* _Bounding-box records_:

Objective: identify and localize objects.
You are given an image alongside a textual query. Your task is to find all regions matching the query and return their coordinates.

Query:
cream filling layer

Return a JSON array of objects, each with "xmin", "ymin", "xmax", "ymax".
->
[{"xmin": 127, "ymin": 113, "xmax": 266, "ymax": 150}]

* _THE PROBLEM_: Repeat the records above, swapping each "regions" for "areas" and keeping everything else the same.

* _SOLUTION BELOW_:
Objective: identify and localize objects.
You are given an image alongside a textual query. Your task is to find all areas matching the query and return their coordinates.

Query:
cream filling layer

Return a JSON array of objects, each with "xmin", "ymin", "xmax", "ymax".
->
[{"xmin": 127, "ymin": 113, "xmax": 266, "ymax": 150}]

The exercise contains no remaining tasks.